Work task
Reproduce each record exactly, but exclude every picture.

◆ ◆ ◆ ◆

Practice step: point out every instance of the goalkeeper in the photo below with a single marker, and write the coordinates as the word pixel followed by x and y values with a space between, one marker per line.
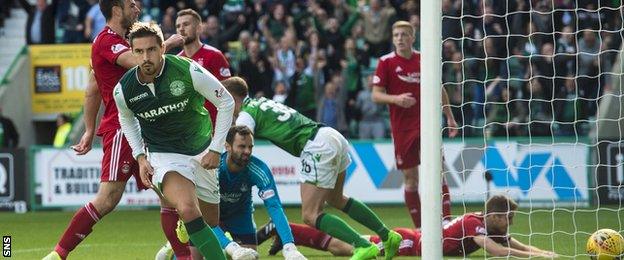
pixel 461 236
pixel 238 172
pixel 324 155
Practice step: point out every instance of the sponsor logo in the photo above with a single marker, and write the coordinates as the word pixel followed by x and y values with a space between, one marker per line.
pixel 219 92
pixel 177 88
pixel 139 97
pixel 412 77
pixel 118 48
pixel 125 168
pixel 267 194
pixel 177 107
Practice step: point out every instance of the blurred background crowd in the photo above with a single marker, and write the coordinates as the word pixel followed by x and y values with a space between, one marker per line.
pixel 511 68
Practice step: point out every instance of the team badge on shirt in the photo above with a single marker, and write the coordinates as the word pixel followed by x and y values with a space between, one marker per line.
pixel 118 48
pixel 177 88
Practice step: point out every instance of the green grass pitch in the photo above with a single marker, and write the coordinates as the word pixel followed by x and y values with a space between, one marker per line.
pixel 136 234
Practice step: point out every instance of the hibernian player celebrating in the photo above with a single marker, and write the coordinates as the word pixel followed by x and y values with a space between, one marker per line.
pixel 161 110
pixel 324 155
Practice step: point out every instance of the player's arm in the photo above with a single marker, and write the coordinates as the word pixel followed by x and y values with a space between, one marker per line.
pixel 129 123
pixel 514 243
pixel 210 87
pixel 498 250
pixel 126 60
pixel 268 193
pixel 247 120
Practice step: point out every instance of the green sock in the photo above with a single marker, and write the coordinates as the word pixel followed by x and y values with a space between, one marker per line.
pixel 204 239
pixel 337 228
pixel 361 213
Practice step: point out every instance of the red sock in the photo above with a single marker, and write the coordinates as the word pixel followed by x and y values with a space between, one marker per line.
pixel 412 201
pixel 310 237
pixel 446 202
pixel 79 228
pixel 169 221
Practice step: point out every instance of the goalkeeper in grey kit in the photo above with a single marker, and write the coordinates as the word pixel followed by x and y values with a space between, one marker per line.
pixel 161 113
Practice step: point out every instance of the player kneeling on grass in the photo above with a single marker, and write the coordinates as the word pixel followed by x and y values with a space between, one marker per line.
pixel 238 172
pixel 462 236
pixel 324 155
pixel 160 104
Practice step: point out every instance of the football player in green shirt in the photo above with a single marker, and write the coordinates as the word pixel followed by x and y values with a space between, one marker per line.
pixel 161 113
pixel 324 155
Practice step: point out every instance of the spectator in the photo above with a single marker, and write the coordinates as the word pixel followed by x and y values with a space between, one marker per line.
pixel 63 128
pixel 41 23
pixel 257 70
pixel 72 15
pixel 214 36
pixel 94 22
pixel 301 96
pixel 9 137
pixel 372 124
pixel 284 67
pixel 331 109
pixel 377 27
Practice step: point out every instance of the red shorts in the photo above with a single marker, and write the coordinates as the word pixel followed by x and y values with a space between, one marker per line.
pixel 118 163
pixel 410 245
pixel 406 149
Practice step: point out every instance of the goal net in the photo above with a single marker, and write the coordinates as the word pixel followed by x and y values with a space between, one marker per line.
pixel 535 87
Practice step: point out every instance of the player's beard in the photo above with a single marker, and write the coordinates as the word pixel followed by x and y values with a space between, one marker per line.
pixel 128 21
pixel 240 159
pixel 189 39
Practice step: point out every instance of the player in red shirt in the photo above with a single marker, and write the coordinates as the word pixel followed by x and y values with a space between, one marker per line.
pixel 461 236
pixel 188 24
pixel 110 58
pixel 397 83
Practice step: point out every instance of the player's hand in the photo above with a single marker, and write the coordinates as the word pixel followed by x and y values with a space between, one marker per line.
pixel 174 40
pixel 452 127
pixel 211 160
pixel 405 100
pixel 146 171
pixel 84 146
pixel 290 252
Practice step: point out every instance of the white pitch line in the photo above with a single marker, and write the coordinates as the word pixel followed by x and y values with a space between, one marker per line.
pixel 81 246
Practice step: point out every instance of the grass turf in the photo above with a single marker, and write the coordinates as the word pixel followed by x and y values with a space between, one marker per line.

◆ ◆ ◆ ◆

Reply to the task
Practice step: point out every instance of the goalkeeper in the photo below with a single marker, and write the coordinates as the word pixel followed by x and y values with a space between, one marker per line.
pixel 461 236
pixel 238 172
pixel 324 155
Practice step: point out every instance of the sponsor logo in the photo above with a single marker, and write the coordinates as the word pixel followed by x and y values with a space between, one marker per line.
pixel 219 92
pixel 177 88
pixel 139 97
pixel 412 77
pixel 118 48
pixel 125 168
pixel 267 194
pixel 177 107
Practice step: point out every instance of the blurred background crowd in the photo above with a single marker, and write the coordinates as the word pixel followed by x and y values with a space between, one marker per line.
pixel 511 68
Practice step: point out every instance of the team badge on shirt in the photo above with a single marker, and write the coordinates as the word pixel followed by x and y values with a space between, one marker per line.
pixel 118 48
pixel 177 88
Practice step: point out every instance of the green grass pitch in the photo above with a single marker, and write the coordinates as the word pixel followed by x and y values with a space between, one marker per line.
pixel 136 234
Practice step: point out every instance of the hibernian player celebrating in the photo above with a single marker, and write the coordinates as the word pixel followed by x and y values with a space between, one marker per line.
pixel 161 110
pixel 324 155
Practice step: point out every instance of the player's arm in the photo above with a single marker, and write the coordinates as the word pixel followed by x and y values with a space between, one marker per line.
pixel 129 123
pixel 514 243
pixel 210 87
pixel 498 250
pixel 126 60
pixel 268 193
pixel 247 120
Practice step: point out every instance of the green sock in the photo above with a single marker, and write the coordinates as the word pixel followed by x and y values with a space between, one marker per line.
pixel 204 239
pixel 337 228
pixel 361 213
Practice step: point out every instance of the red sock in the photo above with a single marker, and write the coordinates as the word pixel followed by x and y values with a space between, one marker per line.
pixel 412 201
pixel 310 237
pixel 446 202
pixel 79 228
pixel 169 221
Practice step: point out every instance of the goalkeeper in grey kit in the photo above with a single marker, and write the coordinates as the word pixel followed by x and y values with a space between, one marker per line.
pixel 161 113
Practice step: point out every instance of the player kneeling on grass in the photo above with a single marker, and write the coordinates as the word pixel followed by x and y values with a space between, one marker per line.
pixel 238 172
pixel 462 236
pixel 324 155
pixel 160 104
Practice step: point out every instance of the football player in green shirt in the photo above with a single marker, and write the coordinates as the word pixel followed by x and y values with a space between, one marker per line.
pixel 161 113
pixel 324 155
Practice step: point out every instance of the spectator in the photo above with a single marker, and write the coordinates as the word pixel followed by x and y values with a space between, one marker per line.
pixel 63 128
pixel 41 23
pixel 257 70
pixel 72 15
pixel 214 36
pixel 94 22
pixel 301 96
pixel 9 137
pixel 372 124
pixel 284 67
pixel 331 109
pixel 377 27
Practice step: point out every instance of the red shorts in the photo above with a single marker, and write the coordinates as the word pixel followed by x and y values with a space between, one marker per line.
pixel 118 163
pixel 410 245
pixel 406 149
Practice step: point out every instance of the goal net in the photo above with a single marker, and write the coordinates as the word pixel followed by x and y values with a space between, one marker per line.
pixel 535 87
Practice step: point out every instance of the player's beard in the photo above with a single marker, and write the coordinates as the word pixel followed by x and y values with a space between, one marker per line.
pixel 128 21
pixel 240 159
pixel 189 39
Practice step: point out every instance of the player in red shirt in the photo above with a single marker, and write the coordinates as the word pixel followed by x and y values with a space between, one marker per line.
pixel 461 236
pixel 188 24
pixel 110 58
pixel 397 83
Practice step: point out every instance of the player's hand in the photo above with a single marker, and write the coordinates as the word pixel followed by x and y values with a space between, one marker per line.
pixel 174 40
pixel 452 127
pixel 211 160
pixel 405 100
pixel 146 171
pixel 84 146
pixel 290 252
Practice step: point out every instance of the white pitch line in the photo above with a single marker, and write the coordinates as the word pixel followed by x and y values with a space between, one marker per line.
pixel 81 246
Practice step: point out every instance of the grass turf in the photo above with a single marker, and write the coordinates as the word pixel followed by x and y values with a space between, one marker per line.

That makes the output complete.